Source data:
<<<<

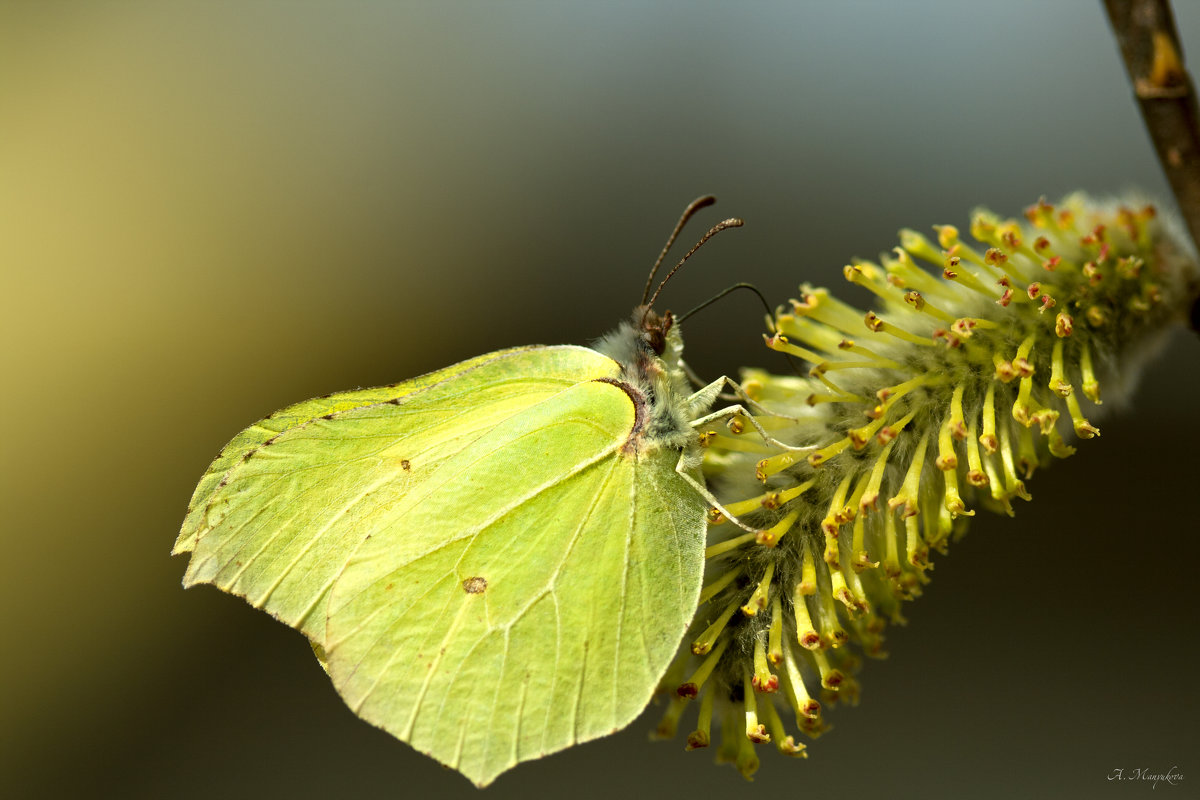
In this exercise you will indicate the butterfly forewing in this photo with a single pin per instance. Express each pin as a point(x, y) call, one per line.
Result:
point(283, 521)
point(491, 626)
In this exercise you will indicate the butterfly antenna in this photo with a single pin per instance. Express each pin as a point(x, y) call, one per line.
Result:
point(753, 288)
point(721, 294)
point(688, 214)
point(733, 222)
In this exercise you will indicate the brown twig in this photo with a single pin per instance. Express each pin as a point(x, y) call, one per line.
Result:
point(1150, 46)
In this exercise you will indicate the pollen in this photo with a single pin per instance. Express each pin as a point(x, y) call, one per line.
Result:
point(940, 398)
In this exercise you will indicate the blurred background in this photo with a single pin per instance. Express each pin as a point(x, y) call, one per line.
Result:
point(211, 210)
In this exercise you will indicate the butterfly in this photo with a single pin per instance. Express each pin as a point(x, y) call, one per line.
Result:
point(492, 561)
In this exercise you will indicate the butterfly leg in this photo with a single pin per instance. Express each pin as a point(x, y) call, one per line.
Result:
point(706, 396)
point(688, 462)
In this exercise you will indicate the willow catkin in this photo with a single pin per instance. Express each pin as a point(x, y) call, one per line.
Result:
point(978, 364)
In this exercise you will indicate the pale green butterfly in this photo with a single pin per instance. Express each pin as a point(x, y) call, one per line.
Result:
point(492, 561)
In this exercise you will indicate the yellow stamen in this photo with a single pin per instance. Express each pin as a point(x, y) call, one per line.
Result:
point(763, 679)
point(1013, 483)
point(795, 690)
point(1084, 429)
point(947, 459)
point(988, 438)
point(756, 732)
point(808, 584)
point(831, 677)
point(669, 725)
point(874, 323)
point(1091, 386)
point(821, 456)
point(784, 743)
point(805, 631)
point(759, 599)
point(904, 271)
point(708, 638)
point(775, 632)
point(773, 464)
point(691, 686)
point(891, 554)
point(870, 277)
point(910, 491)
point(1059, 384)
point(954, 503)
point(976, 476)
point(702, 735)
point(833, 517)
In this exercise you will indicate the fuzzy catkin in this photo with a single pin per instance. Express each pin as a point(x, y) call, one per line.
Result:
point(977, 364)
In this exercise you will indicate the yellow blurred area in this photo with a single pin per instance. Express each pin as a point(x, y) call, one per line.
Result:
point(211, 210)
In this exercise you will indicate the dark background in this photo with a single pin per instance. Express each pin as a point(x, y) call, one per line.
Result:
point(210, 211)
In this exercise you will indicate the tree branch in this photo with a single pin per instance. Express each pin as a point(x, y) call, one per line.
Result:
point(1150, 46)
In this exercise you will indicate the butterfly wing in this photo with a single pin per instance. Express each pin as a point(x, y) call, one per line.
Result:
point(487, 573)
point(256, 435)
point(528, 599)
point(300, 489)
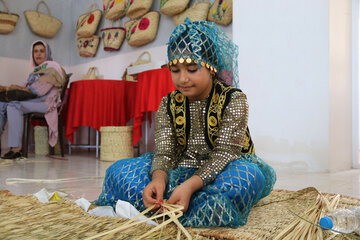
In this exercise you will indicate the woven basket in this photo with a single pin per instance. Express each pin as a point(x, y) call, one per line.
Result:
point(173, 7)
point(88, 22)
point(196, 12)
point(137, 8)
point(114, 9)
point(113, 38)
point(91, 74)
point(7, 20)
point(42, 24)
point(140, 60)
point(142, 31)
point(88, 46)
point(116, 143)
point(41, 140)
point(221, 13)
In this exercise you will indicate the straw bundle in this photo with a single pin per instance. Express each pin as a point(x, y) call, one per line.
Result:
point(299, 229)
point(24, 217)
point(196, 12)
point(271, 216)
point(116, 143)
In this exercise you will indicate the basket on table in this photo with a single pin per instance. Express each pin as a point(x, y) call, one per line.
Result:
point(116, 143)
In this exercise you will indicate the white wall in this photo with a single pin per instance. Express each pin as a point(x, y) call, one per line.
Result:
point(290, 73)
point(340, 86)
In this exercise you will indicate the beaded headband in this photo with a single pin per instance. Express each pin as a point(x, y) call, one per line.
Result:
point(206, 45)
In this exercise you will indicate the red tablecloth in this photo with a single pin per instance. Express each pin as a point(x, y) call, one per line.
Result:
point(97, 103)
point(152, 86)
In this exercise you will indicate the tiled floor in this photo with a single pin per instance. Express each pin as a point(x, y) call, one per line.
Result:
point(87, 170)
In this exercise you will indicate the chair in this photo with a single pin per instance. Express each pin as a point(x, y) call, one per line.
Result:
point(41, 116)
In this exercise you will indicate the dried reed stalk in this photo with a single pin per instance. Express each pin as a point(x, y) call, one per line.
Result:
point(300, 229)
point(173, 212)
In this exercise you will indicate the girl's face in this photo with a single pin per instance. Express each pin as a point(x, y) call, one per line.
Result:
point(39, 54)
point(190, 81)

>>>>

Description of the task:
Copy the items word for word, from the line containing "In this exercise you will indicate the beaded" through the line containing "point(41, 116)", including both of those lines.

Solution:
In this exercise you will indicate the beaded headband in this photo with a single pin per instance. Express each pin as a point(x, y) call, one per line.
Result:
point(206, 45)
In this exercise you will indicate the red tablecloth in this photo with a single pin per instance. Express each pin as a point(x, y) call, one per line.
Result:
point(97, 103)
point(152, 86)
In this exercise you will indicate the tiled floor in this photo with a single pin per instance. Express each pin as a point(x, y) call, one per line.
Result:
point(87, 170)
In this exercise you will indicate the chair in this photo with a single pin per instance. Express each pin as a point(x, y) call, one per line.
Result:
point(41, 116)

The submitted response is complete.